A pandemic needs an anthem: to raise morale, awareness and even funds. Thanks to the actor Nicholas Braun, 2020 now has one, but it would take only a few minor lyrical changes, and very slight squinting at the video, to interpret the tune “Antibodies (Do You Have The)” as an AIDS-awareness song: “a girl who is safe,” “pants off”; lube (here, sanitizer), a tube of blood.
Of course, you’d also have to go back in time, but then, who wouldn’t like to do that these days? If you set the destination for the year of Back to the Future, 1985, the DeLorean’s gull-wing doors would spread open and the first sound you’d be likely to hear might well be the thump-and-grind of a post-disco anglobeat and a Brit belting out the command, “Relax! Don’t do it!” Looking around, you’d almost surely see a tenth-grader wearing an oversize white t-shirt bearing the boldfaced, all-caps, billboard-scaled letters FRANKIE SAY RELAX. As a visitor from 35 years ahead, you might not understand this AIDS-era code, but everybody around you would: HIV. Keep calm and condom on.

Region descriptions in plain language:
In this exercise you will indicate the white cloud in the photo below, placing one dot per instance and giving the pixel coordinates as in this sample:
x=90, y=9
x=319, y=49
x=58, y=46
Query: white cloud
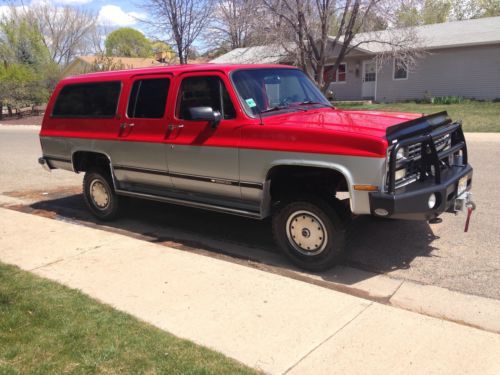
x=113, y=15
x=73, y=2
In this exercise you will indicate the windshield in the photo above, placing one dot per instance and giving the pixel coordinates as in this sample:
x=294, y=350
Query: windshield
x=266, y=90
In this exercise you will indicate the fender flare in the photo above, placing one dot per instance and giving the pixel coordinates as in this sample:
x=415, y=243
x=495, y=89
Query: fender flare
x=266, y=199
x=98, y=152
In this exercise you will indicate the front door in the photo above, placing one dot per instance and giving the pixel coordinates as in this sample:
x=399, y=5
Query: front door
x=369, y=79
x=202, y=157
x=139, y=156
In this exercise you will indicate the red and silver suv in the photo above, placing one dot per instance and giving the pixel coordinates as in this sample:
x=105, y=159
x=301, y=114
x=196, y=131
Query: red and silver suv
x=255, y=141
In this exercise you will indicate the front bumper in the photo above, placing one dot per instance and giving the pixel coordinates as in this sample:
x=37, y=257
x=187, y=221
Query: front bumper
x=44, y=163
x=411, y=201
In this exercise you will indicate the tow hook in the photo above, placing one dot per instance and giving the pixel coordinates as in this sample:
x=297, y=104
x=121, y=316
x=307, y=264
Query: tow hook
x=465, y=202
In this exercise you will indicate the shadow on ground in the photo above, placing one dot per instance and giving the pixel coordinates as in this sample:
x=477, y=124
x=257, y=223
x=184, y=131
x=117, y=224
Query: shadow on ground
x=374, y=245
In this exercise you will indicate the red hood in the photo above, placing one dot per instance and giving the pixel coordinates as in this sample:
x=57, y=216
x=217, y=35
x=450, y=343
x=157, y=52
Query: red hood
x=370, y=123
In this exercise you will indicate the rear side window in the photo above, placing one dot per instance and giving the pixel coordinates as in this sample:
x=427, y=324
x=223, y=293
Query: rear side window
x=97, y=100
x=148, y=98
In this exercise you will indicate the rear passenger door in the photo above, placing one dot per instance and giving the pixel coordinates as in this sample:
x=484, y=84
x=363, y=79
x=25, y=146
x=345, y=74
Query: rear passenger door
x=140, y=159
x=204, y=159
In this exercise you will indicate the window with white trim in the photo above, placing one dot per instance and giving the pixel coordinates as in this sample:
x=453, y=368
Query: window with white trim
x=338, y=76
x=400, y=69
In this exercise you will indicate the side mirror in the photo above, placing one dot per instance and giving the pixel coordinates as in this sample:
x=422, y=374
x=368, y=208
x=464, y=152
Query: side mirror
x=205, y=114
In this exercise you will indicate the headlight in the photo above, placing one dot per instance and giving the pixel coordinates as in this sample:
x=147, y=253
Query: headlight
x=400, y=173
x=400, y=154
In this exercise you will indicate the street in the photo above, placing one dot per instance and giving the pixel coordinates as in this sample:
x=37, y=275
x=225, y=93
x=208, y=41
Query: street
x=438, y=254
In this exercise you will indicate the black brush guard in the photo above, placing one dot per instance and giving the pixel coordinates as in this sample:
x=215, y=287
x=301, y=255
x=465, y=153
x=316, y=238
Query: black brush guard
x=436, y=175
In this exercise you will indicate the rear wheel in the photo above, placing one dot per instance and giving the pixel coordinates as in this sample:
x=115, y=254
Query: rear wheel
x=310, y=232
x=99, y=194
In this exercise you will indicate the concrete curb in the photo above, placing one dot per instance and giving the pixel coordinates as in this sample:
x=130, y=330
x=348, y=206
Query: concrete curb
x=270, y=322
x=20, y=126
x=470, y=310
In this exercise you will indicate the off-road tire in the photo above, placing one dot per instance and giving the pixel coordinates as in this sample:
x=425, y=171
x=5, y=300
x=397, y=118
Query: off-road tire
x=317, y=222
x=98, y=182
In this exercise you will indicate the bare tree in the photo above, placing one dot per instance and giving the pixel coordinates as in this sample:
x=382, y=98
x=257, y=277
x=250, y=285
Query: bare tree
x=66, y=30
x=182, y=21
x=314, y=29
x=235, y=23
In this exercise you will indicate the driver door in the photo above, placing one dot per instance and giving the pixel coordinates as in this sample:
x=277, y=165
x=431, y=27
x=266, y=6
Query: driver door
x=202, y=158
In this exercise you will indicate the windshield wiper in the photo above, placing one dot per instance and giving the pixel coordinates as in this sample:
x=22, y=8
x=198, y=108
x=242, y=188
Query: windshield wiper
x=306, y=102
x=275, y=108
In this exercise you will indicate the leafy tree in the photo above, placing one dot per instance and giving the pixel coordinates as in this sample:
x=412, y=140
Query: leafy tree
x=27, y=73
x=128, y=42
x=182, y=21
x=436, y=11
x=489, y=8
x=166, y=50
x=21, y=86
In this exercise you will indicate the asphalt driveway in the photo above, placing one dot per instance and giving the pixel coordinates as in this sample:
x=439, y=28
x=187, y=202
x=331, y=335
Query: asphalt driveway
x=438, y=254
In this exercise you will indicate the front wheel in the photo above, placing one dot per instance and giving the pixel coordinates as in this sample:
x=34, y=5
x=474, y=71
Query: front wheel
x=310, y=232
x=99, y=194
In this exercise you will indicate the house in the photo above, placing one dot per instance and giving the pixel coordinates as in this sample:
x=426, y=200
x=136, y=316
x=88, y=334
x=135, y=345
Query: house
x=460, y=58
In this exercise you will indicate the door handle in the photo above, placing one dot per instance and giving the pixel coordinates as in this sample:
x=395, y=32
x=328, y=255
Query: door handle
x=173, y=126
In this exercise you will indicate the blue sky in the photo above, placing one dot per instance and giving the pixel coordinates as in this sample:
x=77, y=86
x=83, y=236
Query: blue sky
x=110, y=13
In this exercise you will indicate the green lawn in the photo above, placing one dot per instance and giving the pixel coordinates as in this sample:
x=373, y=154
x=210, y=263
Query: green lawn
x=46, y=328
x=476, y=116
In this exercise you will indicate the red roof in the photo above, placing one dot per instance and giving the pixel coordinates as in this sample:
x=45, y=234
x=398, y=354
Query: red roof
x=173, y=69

#### Tasks to carry out
(a) In the text on pandemic anthems, what words appear on the t-shirt worn by the tenth-grader in 1985?
(b) Shorten the paragraph of the text on pandemic anthems that begins "A pandemic needs an anthem," keeping its main facts.
The data have no connection to the text.

#### Outputs by task
(a) FRANKIE SAY RELAX

(b) A pandemic needs an anthem to raise morale, awareness and funds, and actor Nicholas Braun has given 2020 one with "Antibodies (Do You Have The)." With a few small lyric changes and a loose reading of the video, it could pass for an AIDS-awareness song: "a girl who is safe," "pants off," sanitizer in place of lube, and a tube of blood.